* _The task_:
Pick out every line below that contains the word "navy" and copy each one in full. Case counts.

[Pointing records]
— start —

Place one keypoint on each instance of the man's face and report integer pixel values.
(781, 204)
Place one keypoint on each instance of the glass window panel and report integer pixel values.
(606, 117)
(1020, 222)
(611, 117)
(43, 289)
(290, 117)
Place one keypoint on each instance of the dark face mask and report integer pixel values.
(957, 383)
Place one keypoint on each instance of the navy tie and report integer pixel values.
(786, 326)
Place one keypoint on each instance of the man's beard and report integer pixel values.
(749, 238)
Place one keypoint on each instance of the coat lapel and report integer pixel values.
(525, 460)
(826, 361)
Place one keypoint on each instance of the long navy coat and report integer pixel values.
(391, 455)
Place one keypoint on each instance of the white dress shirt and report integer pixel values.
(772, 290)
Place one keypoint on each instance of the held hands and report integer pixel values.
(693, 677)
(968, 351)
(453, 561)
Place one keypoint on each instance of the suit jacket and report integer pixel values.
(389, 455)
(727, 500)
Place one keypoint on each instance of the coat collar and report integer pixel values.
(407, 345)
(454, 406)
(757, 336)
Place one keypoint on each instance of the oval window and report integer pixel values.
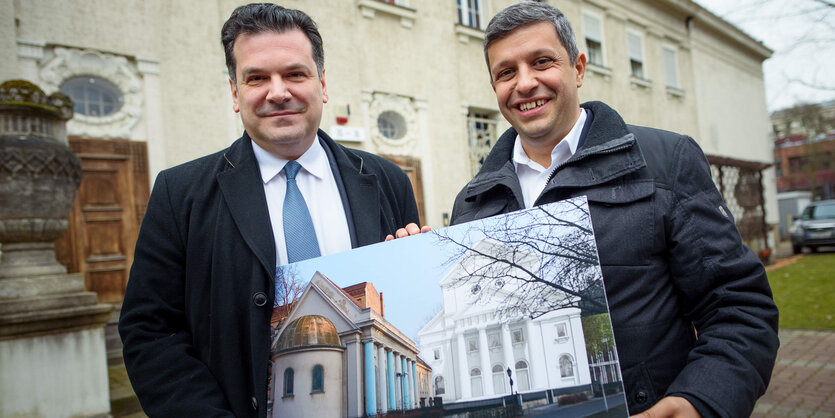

— end —

* _Response_:
Place one keypoint on each instance of the navy tie and report integer pixel values.
Place one keypoint on each instance of the long navy coat and report integer pixel values.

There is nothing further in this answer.